What to work on —
A) Shorten the paragraph of the teaching reflection that begins "It has been a very fine line for me" and keep its main facts.
B) Rewrite the part of the teaching reflection that opens with the words containing "It has been a very" and closes with "paper I wrote.", changing "typewriter" to "word processor".
C) Answer these questions about the teaching reflection.
(i) According to the writer, what is the role of the teacher changing to?
(ii) What was the writer's first computer class in college?
(iii) What does the writer hope the up and coming generation will be patient enough to do?

Quoted passage —
Ok, it has been a long journey. I have learned more than I can put into words and I hope and pray that the learning continues! It has not all been easy but I can say it has been worth it. Even if I don't ever get a position as a technology coach, I feel I am more prepared than most to handle what is "coming down the pike" of education. We need to be willing to be taught, both by teachers and students. The role of the teacher is changing to more of a facilitator of learning, than a giver of knowledge. When we recognize our strengths and weaknesses and use both to the best of our ability, that is when we become true educators for the future.
It has been a very fine line for me, as I have 2 children of my own now in college. They would not even think of taking a class without access to a computer or the internet. However, when I went to college, my first computer class was problem solving with FORTRAN, which dealt with writing code so that it could be punched on cards and then fed into another machine for the program to work. Boy, have we come a long way! Microsoft Office did not even exist, I had a typewriter and white-out for mistakes, and I only had one copy of the paper I wrote.
I don't think I will ever be able to keep up with the growing demands of technology or how quickly children of today catch on, but maybe I am the link between the past and the future. I am that teacher who has a foot in both worlds. I recognize where I came from and where today's generation is, and I am trying to find a way to merge the two worlds. I hope that people from my time will have the desire to learn what I have learned and that the up and coming generation will be patient enough to listen to those who learned a different way. Just because we learn differently does not mean we don't share the same knowledge. I do hope I can make a difference.

Exercise data —
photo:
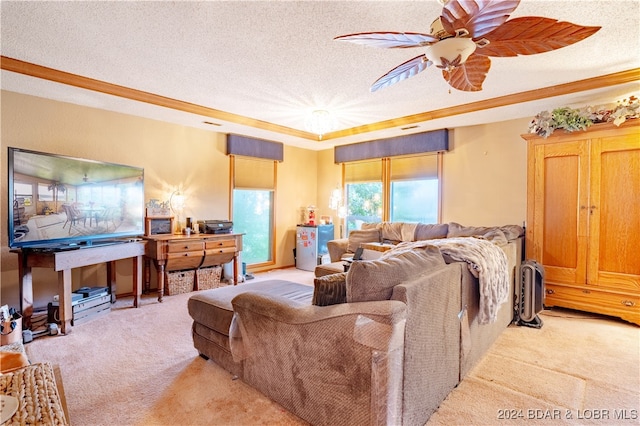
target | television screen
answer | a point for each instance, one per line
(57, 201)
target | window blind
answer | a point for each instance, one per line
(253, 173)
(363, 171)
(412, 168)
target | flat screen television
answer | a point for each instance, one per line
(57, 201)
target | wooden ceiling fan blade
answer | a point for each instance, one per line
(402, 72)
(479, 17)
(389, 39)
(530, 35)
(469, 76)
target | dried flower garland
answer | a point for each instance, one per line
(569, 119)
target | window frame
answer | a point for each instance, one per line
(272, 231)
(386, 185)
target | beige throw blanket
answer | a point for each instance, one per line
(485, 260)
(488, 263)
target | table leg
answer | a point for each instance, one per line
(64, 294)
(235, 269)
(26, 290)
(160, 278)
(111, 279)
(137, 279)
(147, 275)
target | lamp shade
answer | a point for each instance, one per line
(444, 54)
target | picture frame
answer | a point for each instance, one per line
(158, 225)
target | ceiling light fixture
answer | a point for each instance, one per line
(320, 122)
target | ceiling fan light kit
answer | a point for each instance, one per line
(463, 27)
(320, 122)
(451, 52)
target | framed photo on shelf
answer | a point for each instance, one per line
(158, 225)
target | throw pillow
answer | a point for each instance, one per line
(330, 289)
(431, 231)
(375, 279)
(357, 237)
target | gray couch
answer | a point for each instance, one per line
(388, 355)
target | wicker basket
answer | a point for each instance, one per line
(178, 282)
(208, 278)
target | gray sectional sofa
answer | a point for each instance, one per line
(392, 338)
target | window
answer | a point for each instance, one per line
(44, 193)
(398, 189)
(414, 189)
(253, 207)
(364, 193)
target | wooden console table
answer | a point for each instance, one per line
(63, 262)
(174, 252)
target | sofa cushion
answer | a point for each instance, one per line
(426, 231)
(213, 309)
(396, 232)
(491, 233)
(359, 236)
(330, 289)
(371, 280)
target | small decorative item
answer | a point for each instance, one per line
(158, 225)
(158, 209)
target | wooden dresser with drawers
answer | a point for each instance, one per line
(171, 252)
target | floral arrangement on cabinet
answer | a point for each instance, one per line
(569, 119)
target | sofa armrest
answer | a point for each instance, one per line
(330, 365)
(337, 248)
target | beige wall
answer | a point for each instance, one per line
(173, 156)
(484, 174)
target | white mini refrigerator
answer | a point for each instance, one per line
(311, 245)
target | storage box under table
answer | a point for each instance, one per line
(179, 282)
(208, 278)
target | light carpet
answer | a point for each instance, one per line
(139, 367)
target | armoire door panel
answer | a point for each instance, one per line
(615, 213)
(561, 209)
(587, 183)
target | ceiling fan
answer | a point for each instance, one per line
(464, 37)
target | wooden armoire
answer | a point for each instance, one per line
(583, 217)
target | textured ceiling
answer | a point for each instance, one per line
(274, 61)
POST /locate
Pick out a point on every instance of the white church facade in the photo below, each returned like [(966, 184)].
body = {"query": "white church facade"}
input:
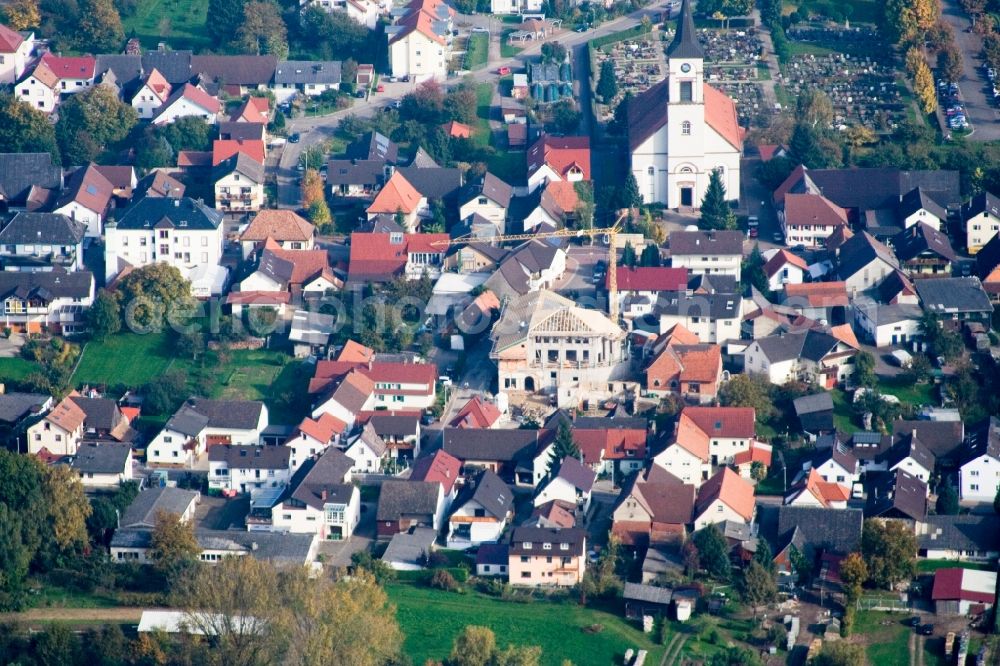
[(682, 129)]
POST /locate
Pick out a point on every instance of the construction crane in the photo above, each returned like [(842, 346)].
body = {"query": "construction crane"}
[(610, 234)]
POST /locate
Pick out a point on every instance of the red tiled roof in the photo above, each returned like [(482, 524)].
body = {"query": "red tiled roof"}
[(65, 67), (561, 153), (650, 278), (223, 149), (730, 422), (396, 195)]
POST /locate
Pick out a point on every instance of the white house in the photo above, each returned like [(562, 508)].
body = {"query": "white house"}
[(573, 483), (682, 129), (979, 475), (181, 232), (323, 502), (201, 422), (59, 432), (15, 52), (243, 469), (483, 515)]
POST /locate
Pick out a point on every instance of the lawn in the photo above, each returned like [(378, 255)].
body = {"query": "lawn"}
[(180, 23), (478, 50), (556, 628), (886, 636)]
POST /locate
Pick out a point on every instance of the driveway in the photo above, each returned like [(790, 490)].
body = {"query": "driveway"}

Answers —
A) The writer has two children in college who would never take a class without a computer or the internet. The writer's own first college computer class was problem solving with FORTRAN, writing code to be punched on cards and fed into another machine. Microsoft Office did not exist then. The writer used a typewriter and white-out and had only one copy of each paper.

B)
It has been a very fine line for me, as I have 2 children of my own now in college. They would not even think of taking a class without access to a computer or the internet. However, when I went to college, my first computer class was problem solving with FORTRAN, which dealt with writing code so that it could be punched on cards and then fed into another machine for the program to work. Boy, have we come a long way! Microsoft Office did not even exist, I had a word processor and white-out for mistakes, and I only had one copy of the paper I wrote.

C)
(i) More of a facilitator of learning than a giver of knowledge.
(ii) Problem solving with FORTRAN.
(iii) Listen to those who learned a different way.